#### Referring expression pointing data
********************

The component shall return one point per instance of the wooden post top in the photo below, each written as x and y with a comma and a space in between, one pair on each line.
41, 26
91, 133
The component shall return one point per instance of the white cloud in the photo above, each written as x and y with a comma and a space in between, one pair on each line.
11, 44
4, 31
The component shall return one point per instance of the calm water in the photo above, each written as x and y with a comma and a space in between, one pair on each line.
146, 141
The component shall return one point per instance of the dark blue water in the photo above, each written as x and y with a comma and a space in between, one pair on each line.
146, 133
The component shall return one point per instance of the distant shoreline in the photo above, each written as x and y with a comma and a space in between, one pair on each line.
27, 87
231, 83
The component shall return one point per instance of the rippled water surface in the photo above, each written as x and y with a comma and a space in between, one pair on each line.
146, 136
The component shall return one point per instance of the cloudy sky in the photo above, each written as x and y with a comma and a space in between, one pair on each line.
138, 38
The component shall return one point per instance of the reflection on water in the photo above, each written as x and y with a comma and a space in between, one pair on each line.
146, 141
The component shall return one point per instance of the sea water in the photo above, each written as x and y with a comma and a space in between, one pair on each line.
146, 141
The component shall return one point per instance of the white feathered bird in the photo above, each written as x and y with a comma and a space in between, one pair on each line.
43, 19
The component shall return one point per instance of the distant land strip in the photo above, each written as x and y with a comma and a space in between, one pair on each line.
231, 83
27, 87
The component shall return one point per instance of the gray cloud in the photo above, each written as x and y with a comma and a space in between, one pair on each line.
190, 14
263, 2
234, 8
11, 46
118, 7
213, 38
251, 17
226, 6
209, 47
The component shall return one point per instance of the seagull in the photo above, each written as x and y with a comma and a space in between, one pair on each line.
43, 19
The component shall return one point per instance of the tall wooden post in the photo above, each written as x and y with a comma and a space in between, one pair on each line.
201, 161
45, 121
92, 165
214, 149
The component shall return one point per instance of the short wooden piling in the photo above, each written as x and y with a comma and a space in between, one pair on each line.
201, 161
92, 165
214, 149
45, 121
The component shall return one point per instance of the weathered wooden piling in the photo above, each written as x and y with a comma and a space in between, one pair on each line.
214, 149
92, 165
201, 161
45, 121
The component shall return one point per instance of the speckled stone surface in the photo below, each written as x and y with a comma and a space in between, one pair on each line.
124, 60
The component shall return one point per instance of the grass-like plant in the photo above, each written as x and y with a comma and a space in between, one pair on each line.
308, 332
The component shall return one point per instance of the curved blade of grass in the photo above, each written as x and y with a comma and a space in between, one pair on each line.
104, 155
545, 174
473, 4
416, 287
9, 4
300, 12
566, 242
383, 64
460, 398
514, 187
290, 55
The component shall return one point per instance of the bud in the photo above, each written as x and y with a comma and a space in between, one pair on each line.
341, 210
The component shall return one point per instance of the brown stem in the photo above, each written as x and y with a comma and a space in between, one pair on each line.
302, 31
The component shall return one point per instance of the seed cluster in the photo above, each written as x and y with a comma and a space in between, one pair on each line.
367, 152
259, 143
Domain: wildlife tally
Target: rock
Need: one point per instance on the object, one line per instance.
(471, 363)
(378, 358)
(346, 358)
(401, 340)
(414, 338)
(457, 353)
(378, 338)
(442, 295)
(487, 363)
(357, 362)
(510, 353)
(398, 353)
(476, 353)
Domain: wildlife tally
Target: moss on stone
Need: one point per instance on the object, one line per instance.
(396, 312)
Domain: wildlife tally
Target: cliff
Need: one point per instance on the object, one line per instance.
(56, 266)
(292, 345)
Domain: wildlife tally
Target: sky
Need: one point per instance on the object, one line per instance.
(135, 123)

********************

#### TASK BRIEF
All lines above that include the word "Target" must be copied into the answer.

#### OUTPUT FOR THIS EXERCISE
Target: rock
Target: moss on stone
Target: cliff
Target: sky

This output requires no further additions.